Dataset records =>
================================

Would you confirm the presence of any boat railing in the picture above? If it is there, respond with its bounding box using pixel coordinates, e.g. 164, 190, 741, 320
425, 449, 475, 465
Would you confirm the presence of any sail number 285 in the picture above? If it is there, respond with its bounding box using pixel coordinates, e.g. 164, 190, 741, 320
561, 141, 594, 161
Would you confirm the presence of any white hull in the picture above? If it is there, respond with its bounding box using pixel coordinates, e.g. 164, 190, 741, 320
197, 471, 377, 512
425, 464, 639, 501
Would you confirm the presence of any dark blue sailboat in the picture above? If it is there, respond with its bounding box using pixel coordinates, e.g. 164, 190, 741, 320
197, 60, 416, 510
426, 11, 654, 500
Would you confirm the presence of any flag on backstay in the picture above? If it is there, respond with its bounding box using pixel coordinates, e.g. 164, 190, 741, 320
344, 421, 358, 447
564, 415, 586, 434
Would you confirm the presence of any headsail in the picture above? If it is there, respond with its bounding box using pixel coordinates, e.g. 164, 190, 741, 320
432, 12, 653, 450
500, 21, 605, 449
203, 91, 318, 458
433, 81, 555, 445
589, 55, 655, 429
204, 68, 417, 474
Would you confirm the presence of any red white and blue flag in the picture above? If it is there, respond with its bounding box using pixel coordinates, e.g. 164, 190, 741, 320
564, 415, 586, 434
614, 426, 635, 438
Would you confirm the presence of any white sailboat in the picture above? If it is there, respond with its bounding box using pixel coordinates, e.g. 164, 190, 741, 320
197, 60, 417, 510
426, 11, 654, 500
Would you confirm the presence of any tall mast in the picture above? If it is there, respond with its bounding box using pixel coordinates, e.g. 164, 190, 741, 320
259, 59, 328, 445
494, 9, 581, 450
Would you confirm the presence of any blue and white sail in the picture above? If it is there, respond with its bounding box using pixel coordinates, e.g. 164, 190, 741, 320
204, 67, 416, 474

================================

Short problem => Convert everything from the line containing "Would you confirm the presence of any red" down to the end of the listing into a two-column CSV with the columns text and boxes. Give one row per line of text, with all the coordinate lines that follow it in the boxes field, and put each field in quotes with line breaks replaced by spaces.

Complete response =>
text,boxes
"Would you confirm the presence of any red white and blue flag in the picture above? If it is there, respond with its bounding box using pixel coordinates, e.g. 164, 190, 741, 320","564, 415, 586, 434 614, 426, 635, 438"
"Would you confirm the presence of any white sailboat in the picture above? If it is there, respond with its bounding box using pixel coordinates, e.g. 164, 190, 741, 320","197, 60, 417, 510 426, 11, 654, 500"
"Would you confirm the presence of any tall mast in the picture above? If it is there, respond with its bounding box using pixel coordinates, e.g. 164, 190, 741, 320","259, 59, 328, 445 494, 9, 581, 450"
"Would you confirm the presence of any blue and white sail in the picture above? If it is there, respond with its bounding box using pixel coordinates, e.g. 164, 190, 741, 320","204, 67, 416, 474"